What you need to do
Go to the line that contains "Task: point out the turquoise wing" and extract it along with every line after it, exactly, through the end of the data below.

Point labeling examples:
☆ ☆ ☆
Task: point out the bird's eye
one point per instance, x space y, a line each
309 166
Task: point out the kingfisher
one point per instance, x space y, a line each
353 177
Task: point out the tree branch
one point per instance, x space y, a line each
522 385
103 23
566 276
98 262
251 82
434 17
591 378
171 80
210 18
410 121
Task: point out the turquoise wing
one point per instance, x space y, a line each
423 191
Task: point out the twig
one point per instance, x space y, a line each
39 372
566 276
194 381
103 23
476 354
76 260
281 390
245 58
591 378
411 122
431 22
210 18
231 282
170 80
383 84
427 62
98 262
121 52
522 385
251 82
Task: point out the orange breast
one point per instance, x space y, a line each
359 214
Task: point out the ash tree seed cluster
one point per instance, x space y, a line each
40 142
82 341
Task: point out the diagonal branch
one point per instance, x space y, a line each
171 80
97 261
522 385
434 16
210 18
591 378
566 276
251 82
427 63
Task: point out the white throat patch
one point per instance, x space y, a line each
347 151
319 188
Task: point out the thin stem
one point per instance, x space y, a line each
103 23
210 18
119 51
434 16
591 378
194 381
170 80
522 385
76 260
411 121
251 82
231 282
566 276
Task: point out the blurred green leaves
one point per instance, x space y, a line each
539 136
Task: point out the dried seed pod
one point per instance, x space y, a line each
☆ ☆ ☆
Exercise answer
Task: point out the turquoise wing
one point per instance, x space y, a line each
423 191
Task: point out the twig
one point per instance, x space y, a line each
39 372
566 276
194 381
103 23
476 354
76 260
281 390
245 58
591 378
411 122
431 22
210 18
231 282
170 80
383 84
427 62
98 262
121 52
522 385
251 82
Task: point out the orange breast
one point per instance, x space y, a line each
359 214
Task: point out the ash tree seed cluster
one point per instance, x space y, a line each
40 142
82 341
Task: point out the diagonal branch
one point per instance, x space y, a line each
171 80
97 261
522 385
434 16
210 18
591 378
566 276
251 82
427 63
Task: point out the white throat patch
one point per instance, x space y, a line each
347 151
319 188
Task: point out the thin stem
one point per instance, x space y, a line each
103 23
210 18
119 51
434 16
591 378
194 381
170 80
522 385
76 260
411 121
251 82
231 282
566 276
Task: point out the blurred green leaves
one point per instance, x space y, a line each
539 136
Task: point out the dried seed pod
one point per instance, x space y, a line each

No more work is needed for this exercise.